BEGIN Provided text

Comparative Genomics

Data available

  • Gene trees are constructed using the longest protein for every gene in Ensembl.Genomes Homologues are deduced from these trees. Proteins are clustered based on Best-Reciprocal Hits and Blast Score Ratios, and each cluster of proteins is aligned using Muscle. Finally, TreeBeST is used to produce a gene tree from each multiple alignment, reconciling it with the species tree to call duplication events. More information
  • Families are constructed by clustering of all Ensembl Genomes proteins, i.e. not only the longest protein. Proteins from complete genomes present in Ensembl and UniProtKB (SwissProt and TrEMBL) are added to extend the protein set. More information →
  • Whole genome alignments are performed using multiple species. More information →
  • Ancestral sequences are calculated from multi-species whole genome alignments. More information→
  • Conservation scores and constrained elements are calculated from the whole genome multiple alignments. More information→
  • Syntenies are calculated from the multiple alignments. More information→

Access

Data can be accessed using the Compara Perl API, BioMart, or comparative genomics pages on the browser. Gene trees can be viewed from any 'Gene' page on the browser, and exported via the control panel.

Species Trees

Pan Taxonomic Compara

The Pan Taxonomic Compara is built using representative genomes from all significant clades represented in Ensembl and EnsemblGenomes, to offer a broad view of homologous relationships from across the taxonomy. The species tree used is a combination of Ensembl's taxonomy based tree and a manually calculated tree for bacteria. It is available from here.

Clade Compara

The species tree for plants was generated by Gramene.

END Provided text

# [Exercise A]
Answer these questions using the comparative genomics text.
(i) What tool aligns each cluster of proteins?
(ii) Which two parts of UniProtKB are named as sources added to extend the protein set?
(iii) What generated the species tree for plants?
# [Exercise B]
Reproduce the stretch of the comparative genomics text from "The Pan Taxonomic" through "available from here.", word for word.

BEGIN Supplied records

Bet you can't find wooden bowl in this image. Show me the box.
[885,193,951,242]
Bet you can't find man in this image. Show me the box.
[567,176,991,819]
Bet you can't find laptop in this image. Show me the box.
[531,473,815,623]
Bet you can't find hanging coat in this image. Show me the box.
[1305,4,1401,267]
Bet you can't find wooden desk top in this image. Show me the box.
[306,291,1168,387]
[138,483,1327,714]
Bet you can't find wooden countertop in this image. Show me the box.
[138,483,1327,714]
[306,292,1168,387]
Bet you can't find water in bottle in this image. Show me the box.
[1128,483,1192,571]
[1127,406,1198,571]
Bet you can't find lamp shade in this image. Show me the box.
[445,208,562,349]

END Supplied records
BEGIN Supplied records

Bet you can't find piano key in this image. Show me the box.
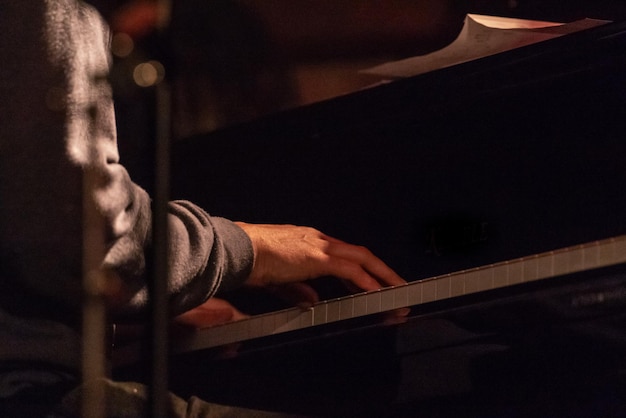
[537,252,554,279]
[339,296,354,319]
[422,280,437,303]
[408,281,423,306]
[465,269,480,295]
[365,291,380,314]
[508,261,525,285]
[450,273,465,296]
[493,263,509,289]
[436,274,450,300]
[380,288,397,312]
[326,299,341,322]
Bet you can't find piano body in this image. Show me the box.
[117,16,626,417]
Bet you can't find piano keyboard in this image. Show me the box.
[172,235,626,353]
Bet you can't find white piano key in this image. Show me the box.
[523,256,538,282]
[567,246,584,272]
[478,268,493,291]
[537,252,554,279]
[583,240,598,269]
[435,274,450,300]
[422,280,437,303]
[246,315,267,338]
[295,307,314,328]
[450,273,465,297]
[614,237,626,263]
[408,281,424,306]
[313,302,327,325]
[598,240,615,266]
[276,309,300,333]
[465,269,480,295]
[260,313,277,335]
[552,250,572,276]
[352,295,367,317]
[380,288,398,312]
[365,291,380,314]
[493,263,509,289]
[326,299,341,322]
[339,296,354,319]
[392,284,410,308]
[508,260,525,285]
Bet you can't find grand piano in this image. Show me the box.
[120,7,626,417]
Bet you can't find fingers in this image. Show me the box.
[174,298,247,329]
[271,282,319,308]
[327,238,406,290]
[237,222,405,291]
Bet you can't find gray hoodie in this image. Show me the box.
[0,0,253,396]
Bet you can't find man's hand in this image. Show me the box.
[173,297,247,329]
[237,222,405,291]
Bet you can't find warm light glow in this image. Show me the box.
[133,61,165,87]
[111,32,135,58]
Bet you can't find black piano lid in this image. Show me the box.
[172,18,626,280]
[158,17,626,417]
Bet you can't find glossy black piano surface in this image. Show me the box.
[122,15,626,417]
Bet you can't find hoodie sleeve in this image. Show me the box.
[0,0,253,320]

END Supplied records

# [Response area A]
(i) Muscle
(ii) SwissProt and TrEMBL
(iii) Gramene

# [Response area B]
The Pan Taxonomic Compara is built using representative genomes from all significant clades represented in Ensembl and EnsemblGenomes, to offer a broad view of homologous relationships from across the taxonomy. The species tree used is a combination of Ensembl's taxonomy based tree and a manually calculated tree for bacteria. It is available from here.